>>>

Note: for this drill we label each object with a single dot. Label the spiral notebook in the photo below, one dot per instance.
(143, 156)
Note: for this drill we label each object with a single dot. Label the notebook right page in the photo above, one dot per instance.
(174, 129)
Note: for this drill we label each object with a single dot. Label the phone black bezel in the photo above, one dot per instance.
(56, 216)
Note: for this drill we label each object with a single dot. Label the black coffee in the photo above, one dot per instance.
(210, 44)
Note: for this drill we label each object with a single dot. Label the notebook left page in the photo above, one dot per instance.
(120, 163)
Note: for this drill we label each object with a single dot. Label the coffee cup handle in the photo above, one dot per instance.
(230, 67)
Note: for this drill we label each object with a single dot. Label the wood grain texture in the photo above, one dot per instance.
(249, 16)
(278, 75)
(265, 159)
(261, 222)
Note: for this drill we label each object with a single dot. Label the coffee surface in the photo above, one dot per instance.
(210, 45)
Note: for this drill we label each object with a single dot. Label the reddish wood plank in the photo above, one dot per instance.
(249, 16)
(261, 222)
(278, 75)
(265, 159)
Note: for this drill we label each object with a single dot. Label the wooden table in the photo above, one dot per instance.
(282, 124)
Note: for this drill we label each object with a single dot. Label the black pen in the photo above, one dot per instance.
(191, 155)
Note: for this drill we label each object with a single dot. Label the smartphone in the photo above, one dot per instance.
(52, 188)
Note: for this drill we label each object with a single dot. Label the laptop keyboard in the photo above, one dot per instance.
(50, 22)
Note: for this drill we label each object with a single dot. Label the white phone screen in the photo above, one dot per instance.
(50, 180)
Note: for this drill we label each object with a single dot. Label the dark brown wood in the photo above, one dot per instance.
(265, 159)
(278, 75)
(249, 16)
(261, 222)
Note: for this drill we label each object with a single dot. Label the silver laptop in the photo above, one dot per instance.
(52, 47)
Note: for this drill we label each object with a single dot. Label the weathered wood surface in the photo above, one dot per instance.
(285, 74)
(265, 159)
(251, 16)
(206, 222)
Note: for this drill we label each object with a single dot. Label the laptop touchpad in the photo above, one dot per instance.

<<<

§ Work order
Your answer should consist of every record, printed exactly as given.

§ Expected answer
Note: for this drill we label each object with a single dot. Label the spiral notebook in the photo below, one dot per instance.
(143, 156)
Note: for this drill we label each object with a single dot. Label the notebook right page in the photo above, one dot per instance.
(174, 129)
Note: for this drill we label each object with a single dot. Label the phone black bezel in the photo above, one dot per instance.
(56, 216)
Note: for this drill we label each object with a single dot. Label the black coffee in the photo above, one dot per instance.
(210, 44)
Note: for this drill we label each object with a single dot. Label the notebook left page in the photo above, one dot per instance.
(120, 163)
Note: for this drill we label each object with a single dot. Label the coffee cup handle in the photo above, one dot per instance.
(230, 67)
Note: for this drill we label each object with a single dot. Label the wood grain texture in the photo above, one dot per instance.
(249, 16)
(278, 75)
(265, 159)
(261, 222)
Note: for this drill we label each object with a single dot. Label the coffee surface in the photo above, one dot per instance.
(210, 45)
Note: for this drill we label each object with a single dot. Label the reddish wood plank in the photo above, one dot per instance.
(249, 16)
(261, 222)
(278, 75)
(265, 159)
Note: for this drill we label each object with a single dot. Label the wooden table in the photo above, one dot per instance.
(282, 124)
Note: for this drill we label each object with a single dot. Label the black pen in the photo above, one dot per instance.
(191, 155)
Note: for this drill we label each object with a single dot. Label the smartphone in the photo above, one dot per instance.
(52, 188)
Note: for this drill we label each object with a single dot. Label the laptop keyboard in the photo above, one dot per instance.
(50, 22)
Note: for this drill we label each object with a single dot. Label the white phone screen in the photo above, one dot per instance.
(50, 180)
Note: for this drill we label each object with a single dot. Label the dark brown wood in the photo above, one dot per instance.
(265, 159)
(278, 75)
(249, 16)
(261, 222)
Note: for this drill we label each object with a single dot. Label the silver laptop in the photo above, one dot per instance.
(52, 47)
Note: for this drill we label each object with a single dot. Label the weathered wood surface in the photo above, one dot per instance.
(285, 74)
(265, 159)
(251, 16)
(206, 222)
Note: for this drill we label each object with a single dot. Label the laptop touchpad in the photo above, one dot per instance.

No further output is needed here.